# Given text
Given the health and safety concerns, the pressure on reducing capital expenditures, and the large-scale migration of employees from an office environment to a work-from-home situation, the AEC industry is likely to not only see impacts to design and construction projects in the commercial real estate market, but also in the way their offices operate. These dynamics are tricky, but the AEC firms that support this market space should be prepared to help clients redesign and renovate their spaces to accommodate workforce health and safety concerns as companies look to reintroduce their staff to commercial real-estate or office environments. Furthermore, office dynamics may lead to overall streamlining of processes/procedures, back-office support, and personnel for many AEC companies in our industry. Finally, the pandemic has highlighted that investments into the country’s digital infrastructure is a wise investment, so we are likely to see further investment in broadband and information systems. Therefore, innovation and new ways of doing business will play a key role in developing the solutions for the future for both our clients and the AEC industry at large.
Acceleration of Digital Solutions & Technology
A common theme or thread throughout this article is the need for the AEC industry to be prepared to look at things in a new or different way. The AEC industry is not necessarily known for its cutting-edge approaches when compared to other industries. However, in recent years the industry has seen dynamic change and growth in digital design, BIM modeling, digital twins, new construction materials and processes, robotics or autonomous equipment, modular construction, and broader use of automation and artificial intelligence in delivering AEC services. The COVID-19 pandemic has upended or called into question much of the traditional methodologies that businesses have grown accustomed to. And in time of crisis, such as in wartime or disasters, we have historically seen rapid advancements in new technologies and drastic innovation. The AEC industry is in such a moment.

# Source information
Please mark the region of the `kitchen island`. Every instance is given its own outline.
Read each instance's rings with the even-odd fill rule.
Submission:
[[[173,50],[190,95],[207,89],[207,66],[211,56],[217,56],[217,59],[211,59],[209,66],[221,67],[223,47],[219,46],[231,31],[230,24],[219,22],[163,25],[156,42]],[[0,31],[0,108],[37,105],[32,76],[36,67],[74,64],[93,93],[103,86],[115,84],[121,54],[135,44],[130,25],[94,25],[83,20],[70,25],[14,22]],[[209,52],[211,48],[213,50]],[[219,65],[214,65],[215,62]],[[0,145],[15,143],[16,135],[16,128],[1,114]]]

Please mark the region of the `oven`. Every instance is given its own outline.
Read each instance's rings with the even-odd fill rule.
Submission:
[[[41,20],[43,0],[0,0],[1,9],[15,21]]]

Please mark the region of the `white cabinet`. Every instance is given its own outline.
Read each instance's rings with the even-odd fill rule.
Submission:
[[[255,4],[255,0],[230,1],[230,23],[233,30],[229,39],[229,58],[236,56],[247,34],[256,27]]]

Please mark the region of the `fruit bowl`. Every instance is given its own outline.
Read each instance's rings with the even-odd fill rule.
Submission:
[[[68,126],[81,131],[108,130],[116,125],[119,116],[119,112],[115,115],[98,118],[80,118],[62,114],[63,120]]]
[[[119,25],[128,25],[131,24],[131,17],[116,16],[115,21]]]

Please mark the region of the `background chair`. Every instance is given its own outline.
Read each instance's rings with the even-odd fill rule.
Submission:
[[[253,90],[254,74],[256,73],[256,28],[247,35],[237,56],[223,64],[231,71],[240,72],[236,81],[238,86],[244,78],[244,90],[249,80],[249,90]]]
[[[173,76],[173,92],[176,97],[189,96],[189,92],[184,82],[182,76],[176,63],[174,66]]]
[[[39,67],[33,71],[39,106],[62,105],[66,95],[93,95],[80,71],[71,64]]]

# Work instruction 1
List the three conditions named at the opening of the first sentence of the AEC industry text, the ones that begin "Given the..."
# Work instruction 2
Pick up the text on the AEC industry after its last sentence and continue it.
The lines after the AEC industry text are separate material unrelated to it.

# Answer area 1
- The health and safety concerns
- The pressure on reducing capital expenditures
- The large-scale migration of employees from an office environment to a work-from-home situation

# Answer area 2
For firms that are looking at what’s next and to the future, now is the time to embrace digital transformation and leverage technological solutions that reduce workforce exposure to health and safety and improve efficiencies and quality, while helping to accelerate client’s projects and timelines as they reinvent or retool their business for the future. Firms within the AEC industry who are earlier adaptors to many of the items previously mentioned above are likely to have a tremendous advantage in the next phase of the COVID-19 pandemic.
The COVID-19 pandemic will drive change and have similar long-term large-scale impacts to our society. However, given the scale and severity of the COVID-19 crisis, it is likely that we may experience deeper and longer change than at any other time in our lifetime. It is critical we begin to think about what the “new normal” will look like, address the market changes seen to date caused by the COVID-19 pandemic as well as explore the potential challenges and opportunities that face the AEC industry in a post-COVID-19 world.